■ **GOAL**:
Reproduce every line of the records below verbatim, keeping their original order.

Dataset excerpt:
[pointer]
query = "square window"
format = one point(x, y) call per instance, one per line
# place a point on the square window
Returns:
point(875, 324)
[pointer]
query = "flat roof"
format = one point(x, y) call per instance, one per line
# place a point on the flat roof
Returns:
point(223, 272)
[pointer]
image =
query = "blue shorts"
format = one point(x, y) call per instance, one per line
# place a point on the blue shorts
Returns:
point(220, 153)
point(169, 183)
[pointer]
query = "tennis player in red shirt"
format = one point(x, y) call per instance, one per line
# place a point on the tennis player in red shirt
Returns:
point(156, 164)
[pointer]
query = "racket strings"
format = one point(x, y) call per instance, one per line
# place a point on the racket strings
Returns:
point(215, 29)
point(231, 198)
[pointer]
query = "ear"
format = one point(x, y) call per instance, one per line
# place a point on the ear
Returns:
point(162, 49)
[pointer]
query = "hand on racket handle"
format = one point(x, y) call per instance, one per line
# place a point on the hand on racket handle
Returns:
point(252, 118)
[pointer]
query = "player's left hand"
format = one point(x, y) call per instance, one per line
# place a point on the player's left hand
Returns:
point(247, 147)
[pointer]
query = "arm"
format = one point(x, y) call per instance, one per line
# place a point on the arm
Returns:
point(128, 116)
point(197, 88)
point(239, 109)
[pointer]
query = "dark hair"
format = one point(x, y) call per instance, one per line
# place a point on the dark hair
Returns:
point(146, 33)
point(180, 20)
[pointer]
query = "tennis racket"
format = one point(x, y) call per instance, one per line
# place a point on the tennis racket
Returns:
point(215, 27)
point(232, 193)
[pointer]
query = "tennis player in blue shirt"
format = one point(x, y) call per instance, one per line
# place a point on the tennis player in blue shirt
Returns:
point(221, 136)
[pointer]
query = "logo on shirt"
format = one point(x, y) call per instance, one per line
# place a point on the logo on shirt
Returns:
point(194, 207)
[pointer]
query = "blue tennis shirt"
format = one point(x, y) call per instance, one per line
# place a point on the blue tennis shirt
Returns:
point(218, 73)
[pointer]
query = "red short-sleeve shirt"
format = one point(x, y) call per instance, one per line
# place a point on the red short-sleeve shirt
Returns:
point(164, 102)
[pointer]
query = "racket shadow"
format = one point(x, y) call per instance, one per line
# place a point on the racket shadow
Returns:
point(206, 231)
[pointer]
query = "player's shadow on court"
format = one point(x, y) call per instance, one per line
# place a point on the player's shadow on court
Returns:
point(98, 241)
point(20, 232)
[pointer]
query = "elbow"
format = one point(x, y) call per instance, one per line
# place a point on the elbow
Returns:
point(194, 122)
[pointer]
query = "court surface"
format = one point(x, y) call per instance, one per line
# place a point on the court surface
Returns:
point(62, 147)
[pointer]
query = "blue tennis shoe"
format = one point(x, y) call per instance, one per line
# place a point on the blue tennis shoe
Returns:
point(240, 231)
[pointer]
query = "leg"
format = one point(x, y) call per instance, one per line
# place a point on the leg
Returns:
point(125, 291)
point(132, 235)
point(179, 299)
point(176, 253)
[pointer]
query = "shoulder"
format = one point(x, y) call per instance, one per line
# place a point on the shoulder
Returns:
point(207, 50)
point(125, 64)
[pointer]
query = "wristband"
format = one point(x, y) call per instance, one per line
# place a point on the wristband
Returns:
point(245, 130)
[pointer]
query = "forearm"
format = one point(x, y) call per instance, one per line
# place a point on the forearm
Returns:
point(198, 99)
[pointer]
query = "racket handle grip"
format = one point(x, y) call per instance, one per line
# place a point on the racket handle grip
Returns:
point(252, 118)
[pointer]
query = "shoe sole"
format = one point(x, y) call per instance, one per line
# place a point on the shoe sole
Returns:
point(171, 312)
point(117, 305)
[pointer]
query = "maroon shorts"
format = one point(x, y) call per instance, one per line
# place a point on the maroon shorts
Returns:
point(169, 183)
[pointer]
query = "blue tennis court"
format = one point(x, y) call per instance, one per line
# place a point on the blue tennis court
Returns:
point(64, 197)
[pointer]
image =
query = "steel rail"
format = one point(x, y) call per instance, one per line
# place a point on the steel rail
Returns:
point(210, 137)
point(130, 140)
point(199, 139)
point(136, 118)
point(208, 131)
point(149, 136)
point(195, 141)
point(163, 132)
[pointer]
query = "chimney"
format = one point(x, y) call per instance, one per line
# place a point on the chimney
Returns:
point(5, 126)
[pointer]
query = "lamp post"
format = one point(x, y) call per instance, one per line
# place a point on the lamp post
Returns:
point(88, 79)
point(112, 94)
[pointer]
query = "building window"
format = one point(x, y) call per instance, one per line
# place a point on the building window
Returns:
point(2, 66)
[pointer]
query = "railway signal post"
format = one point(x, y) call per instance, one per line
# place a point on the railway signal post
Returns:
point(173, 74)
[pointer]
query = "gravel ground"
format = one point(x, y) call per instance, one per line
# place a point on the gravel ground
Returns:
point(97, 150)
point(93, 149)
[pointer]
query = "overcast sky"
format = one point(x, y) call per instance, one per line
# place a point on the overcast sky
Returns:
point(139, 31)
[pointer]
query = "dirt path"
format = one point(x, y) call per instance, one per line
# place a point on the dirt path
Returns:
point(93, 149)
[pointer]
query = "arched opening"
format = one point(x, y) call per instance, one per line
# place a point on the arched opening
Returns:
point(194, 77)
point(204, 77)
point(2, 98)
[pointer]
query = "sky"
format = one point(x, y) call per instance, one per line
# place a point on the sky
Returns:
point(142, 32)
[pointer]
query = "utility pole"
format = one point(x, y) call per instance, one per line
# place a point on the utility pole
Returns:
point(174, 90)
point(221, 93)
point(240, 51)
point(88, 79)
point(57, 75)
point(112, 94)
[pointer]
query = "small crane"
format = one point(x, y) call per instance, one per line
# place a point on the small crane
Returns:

■ **TASK RESULT**:
[pointer]
query = "square window"
format = one point(x, y) call per instance, one per line
# place a point on the square window
Returns:
point(875, 324)
[pointer]
query = "flat roof"
format = one point(x, y) call per instance, one per line
# place a point on the flat roof
Returns:
point(223, 272)
[pointer]
image =
query = "blue shorts"
format = one point(x, y) call per instance, one per line
# place a point on the blue shorts
Returns:
point(220, 153)
point(169, 183)
[pointer]
query = "tennis player in red shirt"
format = one point(x, y) call per instance, one per line
# place a point on the tennis player in red shirt
Returns:
point(156, 164)
[pointer]
query = "racket strings"
format = one point(x, y) call per instance, one per line
# place a point on the racket strings
Returns:
point(215, 29)
point(231, 198)
[pointer]
query = "ear"
format = one point(x, y) call per instance, one per line
# place a point on the ear
Returns:
point(162, 49)
[pointer]
query = "hand on racket handle"
format = one point(x, y) call per instance, one per line
# place a point on the hand on racket handle
Returns:
point(252, 118)
[pointer]
query = "player's left hand"
format = one point(x, y) call per instance, one per line
# place a point on the player's left hand
Returns:
point(247, 147)
[pointer]
query = "arm"
format = one point(x, y) call per instance, one per line
# place a point on the arm
Returns:
point(128, 116)
point(197, 88)
point(239, 109)
[pointer]
query = "dark hair"
format = one point(x, y) call per instance, one per line
# place a point on the dark hair
Returns:
point(146, 33)
point(180, 20)
[pointer]
query = "tennis racket"
format = one point(x, y) call per instance, one per line
# place a point on the tennis racket
Returns:
point(215, 27)
point(232, 193)
[pointer]
query = "tennis player in blue shirt"
format = one point(x, y) call per instance, one per line
# place a point on the tennis player in blue shirt
Returns:
point(221, 136)
[pointer]
query = "logo on shirt"
format = one point(x, y) call per instance, one per line
# place a point on the logo on shirt
Returns:
point(194, 207)
[pointer]
query = "blue tennis shirt"
format = one point(x, y) call per instance, one per line
# place a point on the blue tennis shirt
Returns:
point(218, 73)
[pointer]
query = "red short-sleeve shirt"
format = one point(x, y) call per instance, one per line
# place a point on the red short-sleeve shirt
Returns:
point(164, 102)
[pointer]
query = "racket shadow"
format = one point(x, y) call per instance, one per line
# place a point on the racket shadow
Returns:
point(206, 231)
[pointer]
query = "player's shadow on court"
format = one point(x, y) call per instance, one per line
# place a point on the player's shadow on court
Returns:
point(98, 241)
point(20, 232)
[pointer]
query = "elbow"
format = one point(x, y) call per instance, one per line
# place a point on the elbow
Returns:
point(194, 122)
[pointer]
query = "court surface"
format = one point(x, y) call per instance, one per line
# place a point on the court surface
Returns:
point(62, 147)
[pointer]
query = "blue tennis shoe"
format = one point(x, y) call per instance, one per line
# place a point on the blue tennis shoe
Returns:
point(240, 231)
[pointer]
query = "leg"
format = one point(x, y) call per instance, one per line
# place a point on the leg
Returns:
point(125, 291)
point(132, 235)
point(179, 299)
point(176, 253)
[pointer]
query = "shoulder"
format = one point(x, y) call per instance, one per line
# place a point on the shoulder
Returns:
point(207, 50)
point(125, 64)
[pointer]
query = "wristband"
format = one point(x, y) call per instance, one per line
# place a point on the wristband
Returns:
point(245, 130)
[pointer]
query = "forearm"
format = one point(x, y) call per instance, one per line
# place a point on the forearm
Returns:
point(198, 99)
[pointer]
query = "racket handle grip"
format = one point(x, y) call per instance, one per line
# place a point on the racket handle grip
Returns:
point(252, 118)
[pointer]
query = "shoe sole"
format = one point(x, y) call per instance, one per line
# place a point on the shoe sole
Returns:
point(171, 312)
point(117, 305)
[pointer]
query = "maroon shorts"
format = one point(x, y) call per instance, one per line
# place a point on the maroon shorts
Returns:
point(169, 183)
[pointer]
query = "blue tennis court"
format = one point(x, y) call per instance, one per line
# place a point on the blue tennis court
Returns:
point(64, 197)
[pointer]
image =
query = "steel rail"
format = one point(x, y) call per instance, one per line
# place a point on the steel rail
Returns:
point(210, 137)
point(130, 140)
point(199, 139)
point(136, 118)
point(208, 131)
point(149, 136)
point(195, 141)
point(163, 132)
[pointer]
query = "chimney"
format = one point(x, y) call per instance, one per line
# place a point on the chimney
Returns:
point(5, 126)
[pointer]
query = "lamp post"
format = one point(x, y) call per instance, one per line
# place a point on the lamp post
Returns:
point(88, 79)
point(112, 94)
[pointer]
query = "building window"
format = one point(x, y) call per instance, one per line
# place a point on the building window
Returns:
point(2, 66)
[pointer]
query = "railway signal post"
format = one point(x, y) call per instance, one per line
# place a point on the railway signal post
Returns:
point(173, 74)
[pointer]
query = "gravel ground"
format = one point(x, y) call per instance, one per line
# place a point on the gravel ground
Returns:
point(97, 150)
point(93, 149)
[pointer]
query = "overcast sky"
format = one point(x, y) call per instance, one per line
# place a point on the overcast sky
Returns:
point(139, 31)
[pointer]
query = "dirt path"
format = one point(x, y) call per instance, one per line
# place a point on the dirt path
Returns:
point(93, 149)
[pointer]
query = "arched opening"
format = one point(x, y) call per instance, one per line
# place a point on the arched opening
Returns:
point(194, 77)
point(204, 77)
point(2, 98)
[pointer]
query = "sky"
format = one point(x, y) call per instance, one per line
# place a point on the sky
Returns:
point(142, 32)
[pointer]
query = "utility pole"
format = one point(x, y) call per instance, one per line
# place a point on the utility pole
Returns:
point(174, 90)
point(221, 93)
point(240, 51)
point(88, 79)
point(57, 75)
point(112, 94)
[pointer]
query = "small crane"
format = one point(x, y) call per instance, one per line
# place a point on the small crane
Returns:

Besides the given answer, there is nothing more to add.